- _Your instructions_: Copy the data exactly from the line that contains "Can you tell me where the stage" through the line that contains "Can you tell me where the wooden", keeping both end lines and leaving out everything else.

- _Records supplied_:
________________

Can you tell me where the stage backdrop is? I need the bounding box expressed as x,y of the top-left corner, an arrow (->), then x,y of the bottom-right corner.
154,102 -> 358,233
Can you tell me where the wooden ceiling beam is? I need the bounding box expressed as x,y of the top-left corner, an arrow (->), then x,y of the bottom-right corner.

________________

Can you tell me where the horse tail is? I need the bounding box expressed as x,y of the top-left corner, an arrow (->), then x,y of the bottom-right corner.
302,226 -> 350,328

________________

- _Exercise answer_:
Can you tell me where the stage backdrop is? I need the bounding box expressed as x,y of the top-left corner, an arrow (->), then x,y of the bottom-right corner.
154,102 -> 358,233
Can you tell me where the wooden ceiling beam is? I need the bounding box expressed as x,y of the top-left corner, an arrow (->), then x,y of the bottom-right corner.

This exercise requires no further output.